§ **GOAL**
Retype the records that come next, word for word.

>> Begin RECORD EXTRACTS

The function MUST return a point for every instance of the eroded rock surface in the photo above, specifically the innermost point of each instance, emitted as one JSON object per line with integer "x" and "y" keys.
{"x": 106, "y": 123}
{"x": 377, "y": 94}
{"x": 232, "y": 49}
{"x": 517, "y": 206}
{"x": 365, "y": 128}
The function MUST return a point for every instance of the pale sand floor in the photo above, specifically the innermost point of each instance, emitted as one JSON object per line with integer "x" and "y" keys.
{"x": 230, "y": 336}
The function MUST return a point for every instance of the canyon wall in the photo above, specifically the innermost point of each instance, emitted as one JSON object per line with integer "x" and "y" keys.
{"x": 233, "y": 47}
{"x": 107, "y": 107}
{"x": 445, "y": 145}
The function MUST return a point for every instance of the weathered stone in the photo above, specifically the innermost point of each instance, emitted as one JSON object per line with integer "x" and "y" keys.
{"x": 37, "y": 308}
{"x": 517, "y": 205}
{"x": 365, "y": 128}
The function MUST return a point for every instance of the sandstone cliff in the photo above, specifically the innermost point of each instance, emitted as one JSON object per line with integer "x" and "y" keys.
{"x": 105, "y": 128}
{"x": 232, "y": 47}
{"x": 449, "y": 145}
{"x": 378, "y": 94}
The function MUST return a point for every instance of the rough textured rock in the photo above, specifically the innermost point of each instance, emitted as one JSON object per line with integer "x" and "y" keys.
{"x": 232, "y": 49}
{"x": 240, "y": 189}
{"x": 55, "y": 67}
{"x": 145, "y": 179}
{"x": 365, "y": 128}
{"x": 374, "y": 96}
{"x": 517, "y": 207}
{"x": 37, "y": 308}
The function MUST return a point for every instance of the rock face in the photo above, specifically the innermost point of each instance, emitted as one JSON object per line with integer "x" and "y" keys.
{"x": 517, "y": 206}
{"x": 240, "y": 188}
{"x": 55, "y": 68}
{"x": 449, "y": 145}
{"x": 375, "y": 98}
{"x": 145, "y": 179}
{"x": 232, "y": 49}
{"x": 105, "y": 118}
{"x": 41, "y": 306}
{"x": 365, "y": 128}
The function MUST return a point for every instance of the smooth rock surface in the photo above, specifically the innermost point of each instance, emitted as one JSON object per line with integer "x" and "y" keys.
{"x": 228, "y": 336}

>> End RECORD EXTRACTS

§ **EXERCISE ANSWER**
The function MUST return a point for every instance of the eroded rock surface in the photo above, specifically the innermost point of each instance, emitted as one JSON object per line with integer "x" and "y" keys.
{"x": 106, "y": 123}
{"x": 377, "y": 94}
{"x": 232, "y": 49}
{"x": 517, "y": 206}
{"x": 365, "y": 128}
The function MUST return a point for every instance of the pale sand floor in the photo above, specifically the innermost point of each instance, emitted as one JSON object per line with integer "x" and "y" keys.
{"x": 230, "y": 336}
The function MUST return a point for every instance of the canyon wall in the photo above, specifically the innermost point of each instance, emitted as one JSON object per line with integer "x" and "y" keys.
{"x": 233, "y": 47}
{"x": 107, "y": 107}
{"x": 445, "y": 145}
The function MUST return a point for every instance of the weathered stone in the photo above, specifically the innermost point of each instance, emitted as one JSON object per line with integer "x" and "y" keys.
{"x": 37, "y": 308}
{"x": 517, "y": 205}
{"x": 365, "y": 128}
The function MUST return a point for every instance of the sandstone cliff in the photo above, specifically the innermost point of each instance, emitted as one JSON object per line with integer "x" and "y" keys.
{"x": 105, "y": 128}
{"x": 232, "y": 47}
{"x": 449, "y": 145}
{"x": 378, "y": 94}
The function MUST return a point for every instance of the rough textured rock in the photo above, specifically the innermost point of each instance, emitted as one JSON object per line with integer "x" and "y" keys.
{"x": 232, "y": 49}
{"x": 240, "y": 189}
{"x": 55, "y": 67}
{"x": 145, "y": 179}
{"x": 365, "y": 128}
{"x": 374, "y": 96}
{"x": 517, "y": 207}
{"x": 37, "y": 308}
The function MUST return a point for every instance of the rock face in the photo above, specifically the innermost point of each instance, emitted as one JSON object per line with integer "x" and "y" keys.
{"x": 517, "y": 206}
{"x": 240, "y": 188}
{"x": 55, "y": 68}
{"x": 449, "y": 145}
{"x": 375, "y": 98}
{"x": 145, "y": 179}
{"x": 232, "y": 49}
{"x": 105, "y": 118}
{"x": 41, "y": 306}
{"x": 365, "y": 128}
The function MUST return a point for every instance of the smooth rock surface in the photo above, specifically the innermost point of each instance, emitted as one JSON object per line with integer "x" and "y" keys.
{"x": 228, "y": 336}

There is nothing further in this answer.